▼

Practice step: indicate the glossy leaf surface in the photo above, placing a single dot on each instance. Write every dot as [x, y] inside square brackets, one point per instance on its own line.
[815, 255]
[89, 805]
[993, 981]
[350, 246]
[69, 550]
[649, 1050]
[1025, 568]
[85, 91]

▲

→ **What this task involves**
Print the listing above in full, exactly as it is.

→ **Response to the exercise**
Practice step: indicate the glossy leaf surface in the photo above, placing a single dot on each instance. Write every dot as [x, y] inside square brackets, one point per instance on its own line.
[815, 255]
[89, 805]
[993, 981]
[350, 246]
[69, 550]
[649, 1050]
[1025, 568]
[85, 91]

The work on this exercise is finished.